_What you will do_. Leave out every picture, and return exactly the lines from the line containing "Which element on screen is the white sock?" through the end of the records below, both inclusive.

Box-labeled dataset extracts
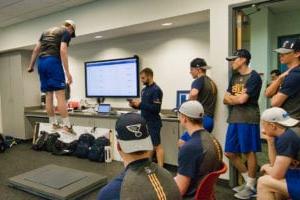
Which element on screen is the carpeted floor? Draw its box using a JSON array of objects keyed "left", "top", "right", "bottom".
[{"left": 0, "top": 143, "right": 239, "bottom": 200}]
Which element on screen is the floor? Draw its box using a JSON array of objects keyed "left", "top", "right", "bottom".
[{"left": 0, "top": 143, "right": 239, "bottom": 200}]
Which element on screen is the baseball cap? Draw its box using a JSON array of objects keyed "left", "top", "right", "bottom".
[
  {"left": 226, "top": 49, "right": 251, "bottom": 61},
  {"left": 273, "top": 39, "right": 300, "bottom": 54},
  {"left": 178, "top": 100, "right": 204, "bottom": 119},
  {"left": 64, "top": 19, "right": 76, "bottom": 37},
  {"left": 191, "top": 58, "right": 211, "bottom": 69},
  {"left": 116, "top": 113, "right": 153, "bottom": 153},
  {"left": 261, "top": 107, "right": 299, "bottom": 127}
]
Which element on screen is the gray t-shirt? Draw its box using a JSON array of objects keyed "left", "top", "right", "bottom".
[
  {"left": 192, "top": 76, "right": 217, "bottom": 117},
  {"left": 227, "top": 70, "right": 262, "bottom": 124},
  {"left": 39, "top": 27, "right": 71, "bottom": 57}
]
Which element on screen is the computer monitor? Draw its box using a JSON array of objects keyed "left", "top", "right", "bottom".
[{"left": 85, "top": 56, "right": 140, "bottom": 98}]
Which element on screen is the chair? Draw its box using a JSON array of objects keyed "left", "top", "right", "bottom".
[{"left": 195, "top": 163, "right": 227, "bottom": 200}]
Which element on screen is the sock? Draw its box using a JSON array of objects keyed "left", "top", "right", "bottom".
[
  {"left": 49, "top": 115, "right": 57, "bottom": 124},
  {"left": 247, "top": 177, "right": 256, "bottom": 189},
  {"left": 241, "top": 172, "right": 248, "bottom": 183},
  {"left": 62, "top": 117, "right": 71, "bottom": 128}
]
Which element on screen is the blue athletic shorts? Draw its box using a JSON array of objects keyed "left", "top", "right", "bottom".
[
  {"left": 38, "top": 56, "right": 66, "bottom": 92},
  {"left": 285, "top": 168, "right": 300, "bottom": 200},
  {"left": 147, "top": 123, "right": 161, "bottom": 147},
  {"left": 225, "top": 123, "right": 261, "bottom": 153}
]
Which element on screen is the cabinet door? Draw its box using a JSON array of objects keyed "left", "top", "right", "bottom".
[{"left": 160, "top": 121, "right": 179, "bottom": 166}]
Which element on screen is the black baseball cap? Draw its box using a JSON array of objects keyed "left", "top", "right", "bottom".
[
  {"left": 226, "top": 49, "right": 251, "bottom": 61},
  {"left": 273, "top": 39, "right": 300, "bottom": 54},
  {"left": 191, "top": 58, "right": 211, "bottom": 69},
  {"left": 116, "top": 113, "right": 153, "bottom": 153}
]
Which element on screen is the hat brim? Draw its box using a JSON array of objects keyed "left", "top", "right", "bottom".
[
  {"left": 273, "top": 48, "right": 294, "bottom": 54},
  {"left": 118, "top": 136, "right": 153, "bottom": 153},
  {"left": 226, "top": 56, "right": 238, "bottom": 61},
  {"left": 277, "top": 117, "right": 299, "bottom": 127}
]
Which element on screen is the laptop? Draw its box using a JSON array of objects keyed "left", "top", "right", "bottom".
[{"left": 97, "top": 103, "right": 111, "bottom": 114}]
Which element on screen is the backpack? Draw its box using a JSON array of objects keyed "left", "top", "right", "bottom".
[
  {"left": 32, "top": 131, "right": 49, "bottom": 151},
  {"left": 0, "top": 134, "right": 5, "bottom": 153},
  {"left": 74, "top": 133, "right": 95, "bottom": 158},
  {"left": 88, "top": 137, "right": 110, "bottom": 162},
  {"left": 46, "top": 133, "right": 60, "bottom": 152}
]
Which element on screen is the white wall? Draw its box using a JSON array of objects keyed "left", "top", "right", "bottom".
[{"left": 70, "top": 23, "right": 209, "bottom": 109}]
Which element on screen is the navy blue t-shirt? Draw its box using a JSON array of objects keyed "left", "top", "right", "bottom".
[
  {"left": 140, "top": 83, "right": 163, "bottom": 126},
  {"left": 279, "top": 66, "right": 300, "bottom": 119},
  {"left": 275, "top": 128, "right": 300, "bottom": 160}
]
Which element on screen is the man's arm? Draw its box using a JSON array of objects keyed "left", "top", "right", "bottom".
[
  {"left": 261, "top": 156, "right": 292, "bottom": 180},
  {"left": 60, "top": 42, "right": 73, "bottom": 84},
  {"left": 271, "top": 92, "right": 288, "bottom": 107},
  {"left": 27, "top": 42, "right": 41, "bottom": 72},
  {"left": 223, "top": 92, "right": 249, "bottom": 105},
  {"left": 174, "top": 174, "right": 191, "bottom": 196}
]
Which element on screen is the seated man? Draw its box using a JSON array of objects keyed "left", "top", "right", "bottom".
[
  {"left": 175, "top": 100, "right": 223, "bottom": 198},
  {"left": 257, "top": 107, "right": 300, "bottom": 200},
  {"left": 98, "top": 113, "right": 181, "bottom": 200}
]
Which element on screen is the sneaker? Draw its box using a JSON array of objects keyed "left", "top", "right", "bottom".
[
  {"left": 234, "top": 185, "right": 256, "bottom": 199},
  {"left": 232, "top": 183, "right": 246, "bottom": 192}
]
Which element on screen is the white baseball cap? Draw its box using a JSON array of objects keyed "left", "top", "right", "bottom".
[
  {"left": 178, "top": 100, "right": 204, "bottom": 119},
  {"left": 64, "top": 19, "right": 76, "bottom": 37},
  {"left": 261, "top": 107, "right": 299, "bottom": 127}
]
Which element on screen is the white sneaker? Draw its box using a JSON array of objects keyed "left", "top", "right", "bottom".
[
  {"left": 232, "top": 183, "right": 246, "bottom": 192},
  {"left": 234, "top": 185, "right": 256, "bottom": 199}
]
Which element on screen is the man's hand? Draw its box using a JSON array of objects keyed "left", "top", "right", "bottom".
[
  {"left": 27, "top": 67, "right": 34, "bottom": 73},
  {"left": 66, "top": 73, "right": 73, "bottom": 85},
  {"left": 260, "top": 163, "right": 271, "bottom": 173},
  {"left": 129, "top": 99, "right": 141, "bottom": 108}
]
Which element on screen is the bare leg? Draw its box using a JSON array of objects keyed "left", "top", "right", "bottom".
[
  {"left": 46, "top": 92, "right": 55, "bottom": 117},
  {"left": 225, "top": 152, "right": 248, "bottom": 173},
  {"left": 154, "top": 144, "right": 164, "bottom": 167},
  {"left": 257, "top": 175, "right": 289, "bottom": 200},
  {"left": 246, "top": 152, "right": 257, "bottom": 178}
]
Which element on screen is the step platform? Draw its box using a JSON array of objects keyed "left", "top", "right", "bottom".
[{"left": 8, "top": 164, "right": 107, "bottom": 200}]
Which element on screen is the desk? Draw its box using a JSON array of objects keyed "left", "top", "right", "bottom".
[{"left": 25, "top": 108, "right": 183, "bottom": 166}]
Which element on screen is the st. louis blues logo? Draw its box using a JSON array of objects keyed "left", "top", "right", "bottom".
[{"left": 126, "top": 124, "right": 143, "bottom": 137}]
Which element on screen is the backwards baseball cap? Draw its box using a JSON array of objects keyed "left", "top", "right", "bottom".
[
  {"left": 273, "top": 39, "right": 300, "bottom": 54},
  {"left": 178, "top": 100, "right": 204, "bottom": 119},
  {"left": 116, "top": 113, "right": 153, "bottom": 153},
  {"left": 226, "top": 49, "right": 251, "bottom": 61},
  {"left": 191, "top": 58, "right": 211, "bottom": 69},
  {"left": 261, "top": 107, "right": 299, "bottom": 127},
  {"left": 64, "top": 19, "right": 76, "bottom": 37}
]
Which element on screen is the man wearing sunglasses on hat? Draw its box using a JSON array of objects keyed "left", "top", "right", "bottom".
[{"left": 265, "top": 39, "right": 300, "bottom": 119}]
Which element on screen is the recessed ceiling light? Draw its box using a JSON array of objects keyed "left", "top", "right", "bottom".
[{"left": 161, "top": 22, "right": 173, "bottom": 26}]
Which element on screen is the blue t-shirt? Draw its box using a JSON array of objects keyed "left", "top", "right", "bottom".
[
  {"left": 279, "top": 66, "right": 300, "bottom": 119},
  {"left": 227, "top": 70, "right": 262, "bottom": 124},
  {"left": 275, "top": 129, "right": 300, "bottom": 160},
  {"left": 140, "top": 83, "right": 163, "bottom": 126}
]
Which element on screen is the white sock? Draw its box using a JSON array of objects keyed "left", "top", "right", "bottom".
[
  {"left": 49, "top": 115, "right": 57, "bottom": 124},
  {"left": 247, "top": 177, "right": 256, "bottom": 189},
  {"left": 241, "top": 172, "right": 248, "bottom": 183},
  {"left": 61, "top": 117, "right": 71, "bottom": 128}
]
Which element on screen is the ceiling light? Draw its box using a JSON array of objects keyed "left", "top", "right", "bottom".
[{"left": 161, "top": 22, "right": 173, "bottom": 26}]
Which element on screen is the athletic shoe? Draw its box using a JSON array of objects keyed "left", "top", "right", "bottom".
[
  {"left": 234, "top": 185, "right": 256, "bottom": 199},
  {"left": 232, "top": 183, "right": 246, "bottom": 192}
]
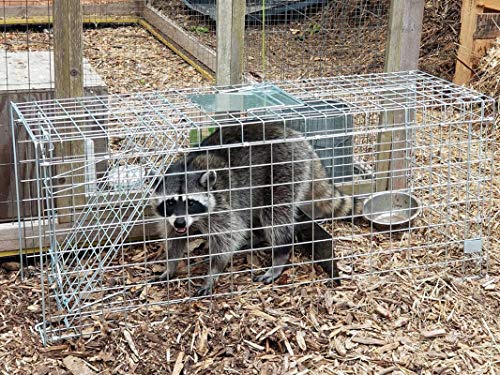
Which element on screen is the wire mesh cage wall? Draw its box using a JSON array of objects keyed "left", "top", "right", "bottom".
[{"left": 12, "top": 71, "right": 493, "bottom": 342}]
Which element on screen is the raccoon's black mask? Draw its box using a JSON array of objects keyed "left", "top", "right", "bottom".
[{"left": 153, "top": 168, "right": 217, "bottom": 233}]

_Written solution_.
Which element on screen is the white sock? Draw its box using a JSON array of objects keyed "left", "top", "right", "bottom".
[
  {"left": 49, "top": 115, "right": 57, "bottom": 124},
  {"left": 247, "top": 177, "right": 256, "bottom": 189},
  {"left": 241, "top": 172, "right": 248, "bottom": 183},
  {"left": 61, "top": 117, "right": 71, "bottom": 128}
]
Which element on screen is the ceiling light? Draw its box using a JSON array of objects keyed "left", "top", "right", "bottom".
[{"left": 161, "top": 22, "right": 173, "bottom": 26}]
Which element on screen is the athletic shoe? Draw its box using a JSON array of objects keyed "left", "top", "right", "bottom".
[
  {"left": 234, "top": 185, "right": 256, "bottom": 199},
  {"left": 232, "top": 183, "right": 246, "bottom": 192}
]
Which element on screen is the wire mesh cage wall? Draw its box using a JSON array of objects keyed "left", "top", "right", "bottom".
[{"left": 12, "top": 71, "right": 493, "bottom": 342}]
Which element on screen is the raccoon's black mask? Draw its box using a JSON array of objects keyed "left", "top", "right", "bottom".
[{"left": 153, "top": 168, "right": 217, "bottom": 233}]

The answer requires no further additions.